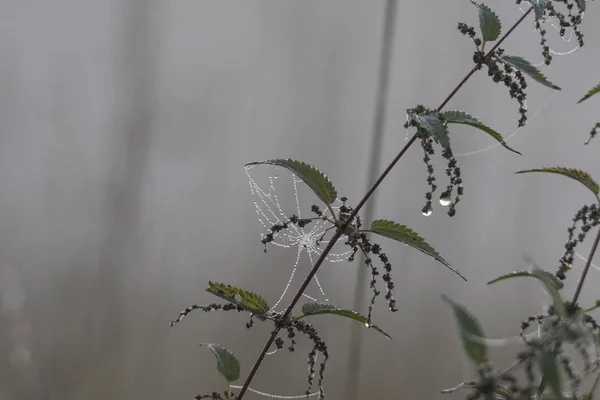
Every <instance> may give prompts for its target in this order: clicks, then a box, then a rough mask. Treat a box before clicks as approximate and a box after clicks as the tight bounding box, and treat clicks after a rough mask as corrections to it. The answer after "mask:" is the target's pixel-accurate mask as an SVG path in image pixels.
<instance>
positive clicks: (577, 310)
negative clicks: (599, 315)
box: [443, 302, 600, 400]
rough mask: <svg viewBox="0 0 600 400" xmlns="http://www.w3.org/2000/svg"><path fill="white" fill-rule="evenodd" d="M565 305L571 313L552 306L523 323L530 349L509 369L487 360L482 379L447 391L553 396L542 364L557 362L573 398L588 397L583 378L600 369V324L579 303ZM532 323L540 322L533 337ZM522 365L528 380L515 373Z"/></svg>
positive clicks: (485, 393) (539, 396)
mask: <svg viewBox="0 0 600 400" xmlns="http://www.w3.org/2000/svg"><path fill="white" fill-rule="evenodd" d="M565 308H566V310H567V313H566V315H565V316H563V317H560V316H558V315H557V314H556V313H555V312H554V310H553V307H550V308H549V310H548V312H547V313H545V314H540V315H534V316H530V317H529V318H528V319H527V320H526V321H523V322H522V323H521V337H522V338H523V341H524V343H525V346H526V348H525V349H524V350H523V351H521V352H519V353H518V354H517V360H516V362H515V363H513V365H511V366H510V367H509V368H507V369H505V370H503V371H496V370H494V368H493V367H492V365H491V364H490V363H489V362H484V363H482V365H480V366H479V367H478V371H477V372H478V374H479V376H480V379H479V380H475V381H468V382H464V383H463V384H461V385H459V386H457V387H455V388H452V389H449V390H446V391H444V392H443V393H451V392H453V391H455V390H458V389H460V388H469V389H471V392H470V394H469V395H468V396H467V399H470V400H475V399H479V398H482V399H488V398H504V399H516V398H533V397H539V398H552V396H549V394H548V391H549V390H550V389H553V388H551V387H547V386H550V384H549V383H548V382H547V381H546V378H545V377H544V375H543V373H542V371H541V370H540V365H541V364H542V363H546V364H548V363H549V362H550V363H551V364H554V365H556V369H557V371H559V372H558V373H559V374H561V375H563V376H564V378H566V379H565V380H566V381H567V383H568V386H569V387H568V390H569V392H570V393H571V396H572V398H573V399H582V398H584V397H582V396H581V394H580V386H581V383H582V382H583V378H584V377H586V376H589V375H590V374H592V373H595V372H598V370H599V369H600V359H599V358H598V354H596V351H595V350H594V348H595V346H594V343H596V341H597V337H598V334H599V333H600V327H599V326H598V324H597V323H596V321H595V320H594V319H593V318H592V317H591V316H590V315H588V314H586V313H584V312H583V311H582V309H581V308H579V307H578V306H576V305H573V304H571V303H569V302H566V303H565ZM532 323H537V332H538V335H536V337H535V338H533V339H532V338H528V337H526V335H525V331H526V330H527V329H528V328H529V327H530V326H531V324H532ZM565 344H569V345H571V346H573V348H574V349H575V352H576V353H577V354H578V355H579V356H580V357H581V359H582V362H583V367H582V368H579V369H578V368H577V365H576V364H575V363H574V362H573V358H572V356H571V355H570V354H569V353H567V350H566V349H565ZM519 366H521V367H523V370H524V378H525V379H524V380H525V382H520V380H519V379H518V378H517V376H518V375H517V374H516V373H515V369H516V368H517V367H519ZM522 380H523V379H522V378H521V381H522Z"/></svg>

---

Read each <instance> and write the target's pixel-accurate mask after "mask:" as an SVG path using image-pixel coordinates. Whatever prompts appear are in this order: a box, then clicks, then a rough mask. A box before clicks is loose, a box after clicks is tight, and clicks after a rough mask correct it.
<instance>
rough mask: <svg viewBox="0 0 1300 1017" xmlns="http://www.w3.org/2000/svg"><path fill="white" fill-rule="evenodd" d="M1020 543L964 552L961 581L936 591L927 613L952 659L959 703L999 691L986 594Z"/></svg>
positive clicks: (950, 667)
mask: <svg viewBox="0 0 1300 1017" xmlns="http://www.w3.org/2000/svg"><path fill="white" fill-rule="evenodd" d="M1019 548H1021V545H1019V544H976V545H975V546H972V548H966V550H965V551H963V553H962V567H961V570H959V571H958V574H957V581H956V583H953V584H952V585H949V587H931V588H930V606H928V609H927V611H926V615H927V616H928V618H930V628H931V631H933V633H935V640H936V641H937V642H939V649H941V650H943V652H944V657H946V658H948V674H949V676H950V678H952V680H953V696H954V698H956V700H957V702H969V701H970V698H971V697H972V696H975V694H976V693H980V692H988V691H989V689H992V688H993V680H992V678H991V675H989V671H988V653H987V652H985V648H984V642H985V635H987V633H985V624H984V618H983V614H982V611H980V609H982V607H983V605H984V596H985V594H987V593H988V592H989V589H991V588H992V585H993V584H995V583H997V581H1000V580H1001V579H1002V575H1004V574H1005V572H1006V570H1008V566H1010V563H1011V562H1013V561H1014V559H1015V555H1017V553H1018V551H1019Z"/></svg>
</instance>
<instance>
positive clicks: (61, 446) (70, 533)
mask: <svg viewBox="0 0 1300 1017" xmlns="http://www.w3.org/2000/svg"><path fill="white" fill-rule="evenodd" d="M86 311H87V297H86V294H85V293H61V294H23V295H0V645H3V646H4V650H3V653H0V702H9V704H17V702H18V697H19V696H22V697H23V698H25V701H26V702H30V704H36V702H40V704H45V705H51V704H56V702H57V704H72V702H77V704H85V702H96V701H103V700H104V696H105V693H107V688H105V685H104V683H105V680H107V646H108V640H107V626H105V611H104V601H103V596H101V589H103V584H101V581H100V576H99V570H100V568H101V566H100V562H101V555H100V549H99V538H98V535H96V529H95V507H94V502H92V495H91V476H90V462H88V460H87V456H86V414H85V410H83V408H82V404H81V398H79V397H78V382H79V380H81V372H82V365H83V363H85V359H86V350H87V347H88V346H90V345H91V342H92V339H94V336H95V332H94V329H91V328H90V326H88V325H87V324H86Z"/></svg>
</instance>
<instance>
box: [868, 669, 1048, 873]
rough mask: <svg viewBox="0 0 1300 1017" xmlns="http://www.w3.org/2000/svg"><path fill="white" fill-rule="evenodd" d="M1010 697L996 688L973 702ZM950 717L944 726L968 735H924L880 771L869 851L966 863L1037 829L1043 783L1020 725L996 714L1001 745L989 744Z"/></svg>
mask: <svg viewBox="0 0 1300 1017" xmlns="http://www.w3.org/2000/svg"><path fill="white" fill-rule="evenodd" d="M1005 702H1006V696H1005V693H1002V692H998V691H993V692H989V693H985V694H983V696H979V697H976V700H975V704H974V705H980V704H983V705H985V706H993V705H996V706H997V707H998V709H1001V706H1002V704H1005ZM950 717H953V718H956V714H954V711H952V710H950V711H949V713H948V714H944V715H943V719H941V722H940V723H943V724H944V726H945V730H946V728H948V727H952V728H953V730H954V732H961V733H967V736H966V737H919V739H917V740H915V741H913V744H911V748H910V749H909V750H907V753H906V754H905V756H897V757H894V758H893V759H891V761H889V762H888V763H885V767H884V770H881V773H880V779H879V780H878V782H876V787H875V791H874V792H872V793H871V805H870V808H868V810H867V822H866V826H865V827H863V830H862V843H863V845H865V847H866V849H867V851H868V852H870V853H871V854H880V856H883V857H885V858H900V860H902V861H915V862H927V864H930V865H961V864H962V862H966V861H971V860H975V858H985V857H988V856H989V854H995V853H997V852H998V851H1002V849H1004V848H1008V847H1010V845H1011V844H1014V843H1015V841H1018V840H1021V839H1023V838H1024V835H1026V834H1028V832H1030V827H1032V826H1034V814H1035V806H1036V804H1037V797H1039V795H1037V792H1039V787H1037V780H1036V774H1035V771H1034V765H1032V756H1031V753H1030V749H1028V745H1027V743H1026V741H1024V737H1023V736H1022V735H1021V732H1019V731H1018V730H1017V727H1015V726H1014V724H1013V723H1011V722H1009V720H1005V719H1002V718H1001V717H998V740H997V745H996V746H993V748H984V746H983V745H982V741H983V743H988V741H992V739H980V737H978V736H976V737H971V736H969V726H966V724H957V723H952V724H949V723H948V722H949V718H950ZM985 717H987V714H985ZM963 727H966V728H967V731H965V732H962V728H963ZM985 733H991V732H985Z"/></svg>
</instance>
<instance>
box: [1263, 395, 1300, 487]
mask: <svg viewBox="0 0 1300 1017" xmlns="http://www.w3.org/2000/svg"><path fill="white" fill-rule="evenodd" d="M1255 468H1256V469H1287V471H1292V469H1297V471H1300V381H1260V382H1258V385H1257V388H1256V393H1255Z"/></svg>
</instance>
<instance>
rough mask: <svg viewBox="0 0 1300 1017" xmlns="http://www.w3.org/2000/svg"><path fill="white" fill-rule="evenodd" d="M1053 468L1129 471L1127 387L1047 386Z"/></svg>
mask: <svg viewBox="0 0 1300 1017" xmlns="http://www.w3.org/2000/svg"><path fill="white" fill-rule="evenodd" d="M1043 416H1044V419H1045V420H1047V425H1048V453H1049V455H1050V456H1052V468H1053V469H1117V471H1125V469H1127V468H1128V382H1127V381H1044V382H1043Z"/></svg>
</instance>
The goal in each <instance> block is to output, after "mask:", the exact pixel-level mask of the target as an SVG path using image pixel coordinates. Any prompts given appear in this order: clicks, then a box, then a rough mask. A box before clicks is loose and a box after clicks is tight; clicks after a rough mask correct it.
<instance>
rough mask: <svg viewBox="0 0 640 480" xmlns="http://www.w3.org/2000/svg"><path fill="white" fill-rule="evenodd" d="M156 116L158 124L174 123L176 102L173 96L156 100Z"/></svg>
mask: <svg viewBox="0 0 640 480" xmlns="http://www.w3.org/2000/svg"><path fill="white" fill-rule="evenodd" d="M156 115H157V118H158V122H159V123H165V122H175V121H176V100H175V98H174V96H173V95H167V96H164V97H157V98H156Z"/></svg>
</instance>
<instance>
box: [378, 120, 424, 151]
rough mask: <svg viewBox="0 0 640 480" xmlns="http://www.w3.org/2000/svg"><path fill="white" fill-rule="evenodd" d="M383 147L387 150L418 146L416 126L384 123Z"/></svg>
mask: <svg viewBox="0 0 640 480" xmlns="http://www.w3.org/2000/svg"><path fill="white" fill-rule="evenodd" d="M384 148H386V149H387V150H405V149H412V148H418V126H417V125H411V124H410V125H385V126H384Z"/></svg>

--

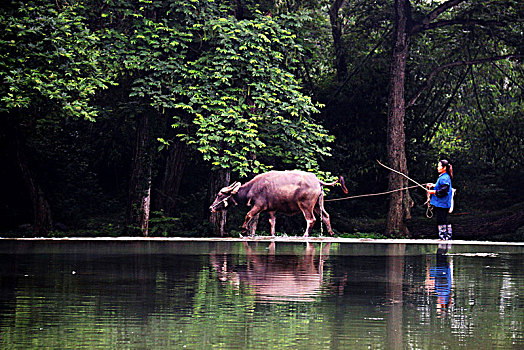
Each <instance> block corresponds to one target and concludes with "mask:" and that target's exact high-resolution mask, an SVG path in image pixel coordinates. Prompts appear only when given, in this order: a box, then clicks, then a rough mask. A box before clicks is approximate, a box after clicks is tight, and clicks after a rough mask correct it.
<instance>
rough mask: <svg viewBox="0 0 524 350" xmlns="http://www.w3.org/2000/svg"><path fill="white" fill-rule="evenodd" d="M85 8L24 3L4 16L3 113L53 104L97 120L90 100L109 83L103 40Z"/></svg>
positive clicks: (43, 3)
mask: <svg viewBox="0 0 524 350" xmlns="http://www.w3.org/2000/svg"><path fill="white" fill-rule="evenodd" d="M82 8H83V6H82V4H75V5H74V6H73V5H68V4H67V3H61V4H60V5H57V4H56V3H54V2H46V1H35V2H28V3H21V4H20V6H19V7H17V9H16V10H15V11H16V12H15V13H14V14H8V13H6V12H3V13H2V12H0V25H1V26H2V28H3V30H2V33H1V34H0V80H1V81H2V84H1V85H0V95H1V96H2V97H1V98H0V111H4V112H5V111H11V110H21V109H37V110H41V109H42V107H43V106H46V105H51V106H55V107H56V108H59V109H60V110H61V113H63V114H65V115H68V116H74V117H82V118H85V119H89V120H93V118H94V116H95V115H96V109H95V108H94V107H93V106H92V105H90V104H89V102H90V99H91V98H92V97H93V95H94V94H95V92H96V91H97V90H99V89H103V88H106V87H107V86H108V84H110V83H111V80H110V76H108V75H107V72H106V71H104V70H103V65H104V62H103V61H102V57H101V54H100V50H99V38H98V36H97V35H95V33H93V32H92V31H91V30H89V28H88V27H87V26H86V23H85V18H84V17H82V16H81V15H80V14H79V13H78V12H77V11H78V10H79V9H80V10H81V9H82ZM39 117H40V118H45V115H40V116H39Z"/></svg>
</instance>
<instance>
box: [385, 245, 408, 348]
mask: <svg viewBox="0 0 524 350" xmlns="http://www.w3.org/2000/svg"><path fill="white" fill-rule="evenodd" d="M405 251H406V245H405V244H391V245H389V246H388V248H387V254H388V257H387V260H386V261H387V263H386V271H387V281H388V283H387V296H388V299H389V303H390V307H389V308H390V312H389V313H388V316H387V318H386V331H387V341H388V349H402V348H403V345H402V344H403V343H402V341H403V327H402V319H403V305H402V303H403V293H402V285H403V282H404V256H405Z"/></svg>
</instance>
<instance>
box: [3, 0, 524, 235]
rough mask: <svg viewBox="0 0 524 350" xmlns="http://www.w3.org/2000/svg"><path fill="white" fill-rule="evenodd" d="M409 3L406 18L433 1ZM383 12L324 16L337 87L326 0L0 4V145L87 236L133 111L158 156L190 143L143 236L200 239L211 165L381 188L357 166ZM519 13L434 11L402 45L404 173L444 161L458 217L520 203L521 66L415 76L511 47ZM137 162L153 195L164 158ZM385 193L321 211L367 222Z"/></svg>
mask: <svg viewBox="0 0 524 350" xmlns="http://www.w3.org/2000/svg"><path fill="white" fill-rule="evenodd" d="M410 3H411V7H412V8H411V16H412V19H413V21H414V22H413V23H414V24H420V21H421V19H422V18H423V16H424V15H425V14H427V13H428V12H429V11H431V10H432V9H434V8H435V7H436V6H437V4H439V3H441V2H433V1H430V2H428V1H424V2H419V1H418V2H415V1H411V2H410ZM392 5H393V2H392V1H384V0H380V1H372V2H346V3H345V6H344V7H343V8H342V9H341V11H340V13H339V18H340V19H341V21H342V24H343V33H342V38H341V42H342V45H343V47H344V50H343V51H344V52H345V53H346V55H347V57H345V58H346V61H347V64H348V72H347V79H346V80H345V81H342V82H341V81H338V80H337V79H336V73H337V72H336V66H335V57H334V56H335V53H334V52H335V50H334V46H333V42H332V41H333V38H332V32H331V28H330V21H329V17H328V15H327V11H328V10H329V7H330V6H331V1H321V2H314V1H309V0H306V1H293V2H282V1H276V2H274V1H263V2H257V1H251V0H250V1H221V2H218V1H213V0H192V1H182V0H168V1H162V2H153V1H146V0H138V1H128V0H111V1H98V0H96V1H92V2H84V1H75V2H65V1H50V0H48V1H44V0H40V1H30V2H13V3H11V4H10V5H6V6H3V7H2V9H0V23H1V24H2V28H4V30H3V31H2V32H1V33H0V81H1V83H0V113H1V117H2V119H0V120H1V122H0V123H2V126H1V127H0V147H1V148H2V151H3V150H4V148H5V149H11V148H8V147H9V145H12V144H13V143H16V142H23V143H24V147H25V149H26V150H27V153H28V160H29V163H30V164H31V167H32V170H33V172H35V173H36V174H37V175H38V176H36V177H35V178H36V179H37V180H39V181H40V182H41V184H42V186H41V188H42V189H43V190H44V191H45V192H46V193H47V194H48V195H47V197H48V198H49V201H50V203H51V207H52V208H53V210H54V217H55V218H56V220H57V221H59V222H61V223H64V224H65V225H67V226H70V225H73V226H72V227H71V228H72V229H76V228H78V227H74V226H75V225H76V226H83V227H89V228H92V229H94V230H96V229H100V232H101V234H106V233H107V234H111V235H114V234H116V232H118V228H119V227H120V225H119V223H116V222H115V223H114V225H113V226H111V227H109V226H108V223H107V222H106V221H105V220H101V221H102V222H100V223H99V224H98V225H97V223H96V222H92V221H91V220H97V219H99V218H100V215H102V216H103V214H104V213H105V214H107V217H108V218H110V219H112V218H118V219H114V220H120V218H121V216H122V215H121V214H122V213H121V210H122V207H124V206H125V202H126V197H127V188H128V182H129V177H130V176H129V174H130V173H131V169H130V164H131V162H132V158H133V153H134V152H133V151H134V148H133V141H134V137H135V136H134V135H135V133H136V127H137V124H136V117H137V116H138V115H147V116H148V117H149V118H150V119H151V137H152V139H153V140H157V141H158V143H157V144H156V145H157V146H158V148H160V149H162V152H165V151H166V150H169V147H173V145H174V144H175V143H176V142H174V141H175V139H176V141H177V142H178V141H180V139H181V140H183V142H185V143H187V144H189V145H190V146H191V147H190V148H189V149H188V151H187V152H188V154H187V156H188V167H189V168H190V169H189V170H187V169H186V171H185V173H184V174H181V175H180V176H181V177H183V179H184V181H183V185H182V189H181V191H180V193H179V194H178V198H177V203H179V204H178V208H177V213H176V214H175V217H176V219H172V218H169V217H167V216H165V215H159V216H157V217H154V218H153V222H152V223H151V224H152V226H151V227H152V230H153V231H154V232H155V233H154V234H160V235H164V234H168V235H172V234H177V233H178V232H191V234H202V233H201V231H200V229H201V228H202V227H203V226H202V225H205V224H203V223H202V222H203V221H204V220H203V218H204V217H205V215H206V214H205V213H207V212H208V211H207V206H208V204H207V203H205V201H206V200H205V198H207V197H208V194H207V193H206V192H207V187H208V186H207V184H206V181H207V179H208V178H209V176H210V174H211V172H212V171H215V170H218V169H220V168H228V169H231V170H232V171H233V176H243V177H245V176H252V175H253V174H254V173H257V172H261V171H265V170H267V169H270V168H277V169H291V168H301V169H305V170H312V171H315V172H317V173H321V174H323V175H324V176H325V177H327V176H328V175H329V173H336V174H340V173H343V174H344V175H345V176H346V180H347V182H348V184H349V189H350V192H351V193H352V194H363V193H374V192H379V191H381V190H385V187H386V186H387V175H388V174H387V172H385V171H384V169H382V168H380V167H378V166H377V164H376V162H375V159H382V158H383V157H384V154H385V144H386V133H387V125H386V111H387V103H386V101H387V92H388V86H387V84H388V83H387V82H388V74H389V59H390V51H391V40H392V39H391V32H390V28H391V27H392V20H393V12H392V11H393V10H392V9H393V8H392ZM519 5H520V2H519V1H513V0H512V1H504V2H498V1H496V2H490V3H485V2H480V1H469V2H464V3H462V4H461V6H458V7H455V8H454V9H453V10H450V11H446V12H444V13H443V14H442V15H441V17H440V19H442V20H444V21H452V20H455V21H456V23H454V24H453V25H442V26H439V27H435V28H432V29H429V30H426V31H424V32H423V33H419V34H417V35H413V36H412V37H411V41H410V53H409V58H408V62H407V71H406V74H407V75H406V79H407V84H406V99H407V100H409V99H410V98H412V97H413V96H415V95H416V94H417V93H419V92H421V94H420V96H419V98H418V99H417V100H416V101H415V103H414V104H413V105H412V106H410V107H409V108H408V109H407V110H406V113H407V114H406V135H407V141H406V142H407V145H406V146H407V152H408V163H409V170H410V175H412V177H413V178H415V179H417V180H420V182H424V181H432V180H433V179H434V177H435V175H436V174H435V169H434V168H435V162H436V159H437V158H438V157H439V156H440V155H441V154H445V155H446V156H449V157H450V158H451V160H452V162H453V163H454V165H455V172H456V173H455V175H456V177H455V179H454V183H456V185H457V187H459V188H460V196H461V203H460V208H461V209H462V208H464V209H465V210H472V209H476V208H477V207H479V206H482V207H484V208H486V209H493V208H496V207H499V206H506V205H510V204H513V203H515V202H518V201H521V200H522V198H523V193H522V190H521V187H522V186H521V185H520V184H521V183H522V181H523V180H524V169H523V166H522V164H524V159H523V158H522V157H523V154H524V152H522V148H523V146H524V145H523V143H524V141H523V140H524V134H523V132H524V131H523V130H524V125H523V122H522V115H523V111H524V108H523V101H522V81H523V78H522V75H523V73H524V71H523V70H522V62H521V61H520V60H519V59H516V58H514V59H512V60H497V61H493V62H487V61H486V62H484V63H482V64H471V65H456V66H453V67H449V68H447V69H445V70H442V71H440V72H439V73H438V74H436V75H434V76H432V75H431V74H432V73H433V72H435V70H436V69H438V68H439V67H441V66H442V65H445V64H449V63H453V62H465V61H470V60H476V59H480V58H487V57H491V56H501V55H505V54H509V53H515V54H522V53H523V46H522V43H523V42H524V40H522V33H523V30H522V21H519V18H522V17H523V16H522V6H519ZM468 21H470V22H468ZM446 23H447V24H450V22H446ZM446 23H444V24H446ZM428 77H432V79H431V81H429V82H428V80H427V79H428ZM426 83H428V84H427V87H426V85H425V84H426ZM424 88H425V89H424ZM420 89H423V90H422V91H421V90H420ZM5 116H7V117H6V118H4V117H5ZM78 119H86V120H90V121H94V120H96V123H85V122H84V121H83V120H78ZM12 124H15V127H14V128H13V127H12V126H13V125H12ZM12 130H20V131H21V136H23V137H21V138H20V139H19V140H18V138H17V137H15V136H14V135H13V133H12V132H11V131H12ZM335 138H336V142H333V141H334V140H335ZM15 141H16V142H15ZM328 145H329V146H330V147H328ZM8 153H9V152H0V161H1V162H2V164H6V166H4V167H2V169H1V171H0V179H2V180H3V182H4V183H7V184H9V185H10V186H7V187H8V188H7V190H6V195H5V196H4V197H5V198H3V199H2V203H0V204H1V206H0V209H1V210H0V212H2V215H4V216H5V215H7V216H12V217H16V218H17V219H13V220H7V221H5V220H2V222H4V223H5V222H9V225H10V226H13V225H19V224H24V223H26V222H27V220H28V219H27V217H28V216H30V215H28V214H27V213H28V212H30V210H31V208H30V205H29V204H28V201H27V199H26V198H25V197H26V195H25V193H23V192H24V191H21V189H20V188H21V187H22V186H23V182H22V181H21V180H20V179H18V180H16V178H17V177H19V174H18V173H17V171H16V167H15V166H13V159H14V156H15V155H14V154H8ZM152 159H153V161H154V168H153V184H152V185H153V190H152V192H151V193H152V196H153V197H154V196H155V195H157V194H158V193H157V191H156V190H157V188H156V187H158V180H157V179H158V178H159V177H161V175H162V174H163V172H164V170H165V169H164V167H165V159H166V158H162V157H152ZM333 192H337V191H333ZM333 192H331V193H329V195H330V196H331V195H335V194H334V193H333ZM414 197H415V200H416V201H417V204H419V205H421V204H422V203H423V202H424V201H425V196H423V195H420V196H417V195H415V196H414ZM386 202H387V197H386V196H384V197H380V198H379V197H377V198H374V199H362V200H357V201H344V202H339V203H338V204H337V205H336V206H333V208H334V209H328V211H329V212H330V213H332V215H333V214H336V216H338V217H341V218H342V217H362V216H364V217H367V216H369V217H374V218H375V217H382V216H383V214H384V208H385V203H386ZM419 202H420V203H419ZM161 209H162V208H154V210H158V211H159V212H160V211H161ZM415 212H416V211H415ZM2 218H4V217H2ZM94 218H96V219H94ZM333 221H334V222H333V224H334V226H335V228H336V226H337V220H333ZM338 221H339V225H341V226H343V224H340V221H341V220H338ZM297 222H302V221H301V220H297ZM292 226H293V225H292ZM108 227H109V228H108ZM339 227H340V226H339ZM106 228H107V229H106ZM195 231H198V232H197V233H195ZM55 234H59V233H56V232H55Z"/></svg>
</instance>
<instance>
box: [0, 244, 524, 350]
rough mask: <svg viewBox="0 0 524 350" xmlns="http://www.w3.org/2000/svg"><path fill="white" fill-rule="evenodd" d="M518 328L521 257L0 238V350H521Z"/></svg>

Exercise prompt
Return the lines running from the one containing "305L571 313L552 306L523" through the one containing "positive clicks: (485, 393) (539, 396)", both included, repeated character for character.

Solution below
rough mask: <svg viewBox="0 0 600 400" xmlns="http://www.w3.org/2000/svg"><path fill="white" fill-rule="evenodd" d="M565 305L571 313L552 306L523 323L530 349L509 369L487 360L482 379L447 391L553 396L542 364L557 362L573 398L588 397L583 378L600 369V324L579 303ZM532 323L540 322L533 337ZM522 365L528 380L515 373Z"/></svg>
positive clicks: (485, 393) (539, 396)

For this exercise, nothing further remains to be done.